▶ _SHORT PROBLEM_
Return each line of the entries below that contains the string "head", one line per match.

Start DATA SUPPLIED

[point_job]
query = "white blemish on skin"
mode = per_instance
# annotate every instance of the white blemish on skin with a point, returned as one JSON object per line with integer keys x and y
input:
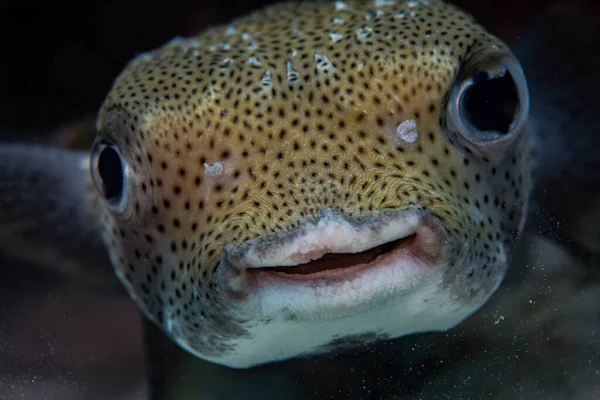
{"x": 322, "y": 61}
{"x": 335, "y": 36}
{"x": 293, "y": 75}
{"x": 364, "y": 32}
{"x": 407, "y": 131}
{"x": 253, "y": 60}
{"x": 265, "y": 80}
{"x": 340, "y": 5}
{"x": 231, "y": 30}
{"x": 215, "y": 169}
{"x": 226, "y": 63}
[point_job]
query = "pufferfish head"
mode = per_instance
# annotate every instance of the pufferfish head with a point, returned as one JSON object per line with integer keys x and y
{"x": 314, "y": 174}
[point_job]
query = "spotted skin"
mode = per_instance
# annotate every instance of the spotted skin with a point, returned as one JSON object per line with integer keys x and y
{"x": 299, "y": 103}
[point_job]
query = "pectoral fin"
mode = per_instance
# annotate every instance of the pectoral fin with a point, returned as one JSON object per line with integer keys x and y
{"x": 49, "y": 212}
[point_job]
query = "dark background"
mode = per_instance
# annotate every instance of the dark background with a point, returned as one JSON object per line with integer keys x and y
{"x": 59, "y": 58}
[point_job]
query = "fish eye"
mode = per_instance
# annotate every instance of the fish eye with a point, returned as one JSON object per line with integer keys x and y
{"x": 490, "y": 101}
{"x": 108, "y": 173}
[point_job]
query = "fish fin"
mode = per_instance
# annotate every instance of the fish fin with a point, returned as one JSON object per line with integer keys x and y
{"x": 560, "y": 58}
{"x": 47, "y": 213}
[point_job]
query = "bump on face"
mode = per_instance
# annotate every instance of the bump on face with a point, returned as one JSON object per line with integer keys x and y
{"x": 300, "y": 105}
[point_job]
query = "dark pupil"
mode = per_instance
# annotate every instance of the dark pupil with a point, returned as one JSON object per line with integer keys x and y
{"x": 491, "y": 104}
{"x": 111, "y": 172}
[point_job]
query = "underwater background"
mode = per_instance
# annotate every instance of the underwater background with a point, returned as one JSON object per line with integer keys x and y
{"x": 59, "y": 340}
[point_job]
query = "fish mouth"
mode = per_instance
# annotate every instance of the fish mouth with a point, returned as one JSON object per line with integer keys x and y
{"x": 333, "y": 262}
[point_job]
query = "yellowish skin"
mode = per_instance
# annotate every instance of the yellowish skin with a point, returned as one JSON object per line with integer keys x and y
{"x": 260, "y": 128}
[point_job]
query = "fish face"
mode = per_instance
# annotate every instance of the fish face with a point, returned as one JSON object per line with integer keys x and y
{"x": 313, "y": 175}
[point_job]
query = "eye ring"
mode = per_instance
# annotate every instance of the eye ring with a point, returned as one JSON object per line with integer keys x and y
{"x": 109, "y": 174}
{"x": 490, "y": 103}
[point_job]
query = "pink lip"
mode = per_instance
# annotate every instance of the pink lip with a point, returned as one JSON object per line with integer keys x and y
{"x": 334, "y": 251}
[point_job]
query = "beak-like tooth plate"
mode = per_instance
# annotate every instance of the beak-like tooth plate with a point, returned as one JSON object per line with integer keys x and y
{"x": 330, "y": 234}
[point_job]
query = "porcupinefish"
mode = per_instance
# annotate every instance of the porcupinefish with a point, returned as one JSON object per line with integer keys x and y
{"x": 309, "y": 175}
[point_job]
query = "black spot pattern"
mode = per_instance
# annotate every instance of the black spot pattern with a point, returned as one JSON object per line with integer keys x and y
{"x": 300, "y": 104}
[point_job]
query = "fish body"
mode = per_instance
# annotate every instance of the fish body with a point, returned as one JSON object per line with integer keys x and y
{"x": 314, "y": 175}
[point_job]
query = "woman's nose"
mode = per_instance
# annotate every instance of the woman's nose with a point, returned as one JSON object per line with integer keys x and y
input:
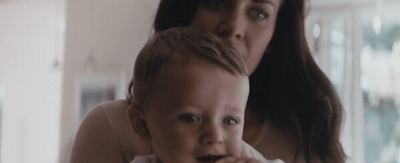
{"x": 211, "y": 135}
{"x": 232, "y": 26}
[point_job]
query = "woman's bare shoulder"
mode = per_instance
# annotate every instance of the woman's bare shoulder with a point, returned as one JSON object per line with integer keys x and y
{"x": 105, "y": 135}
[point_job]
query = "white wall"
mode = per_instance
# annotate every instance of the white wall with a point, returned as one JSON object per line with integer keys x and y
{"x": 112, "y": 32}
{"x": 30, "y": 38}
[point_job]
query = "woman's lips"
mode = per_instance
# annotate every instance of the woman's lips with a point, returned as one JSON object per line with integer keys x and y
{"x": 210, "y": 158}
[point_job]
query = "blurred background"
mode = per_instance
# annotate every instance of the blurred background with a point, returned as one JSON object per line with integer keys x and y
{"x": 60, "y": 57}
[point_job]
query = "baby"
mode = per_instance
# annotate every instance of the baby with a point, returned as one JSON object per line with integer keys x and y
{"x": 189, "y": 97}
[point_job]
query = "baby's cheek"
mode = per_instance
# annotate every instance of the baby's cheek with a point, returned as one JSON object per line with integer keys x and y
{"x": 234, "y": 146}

End DATA SUPPLIED

▶ _CORRECT RESPONSE_
query = "pufferfish head"
# annotate every instance of the pufferfish head with a point, returned as one JSON object per line with integer keys x and y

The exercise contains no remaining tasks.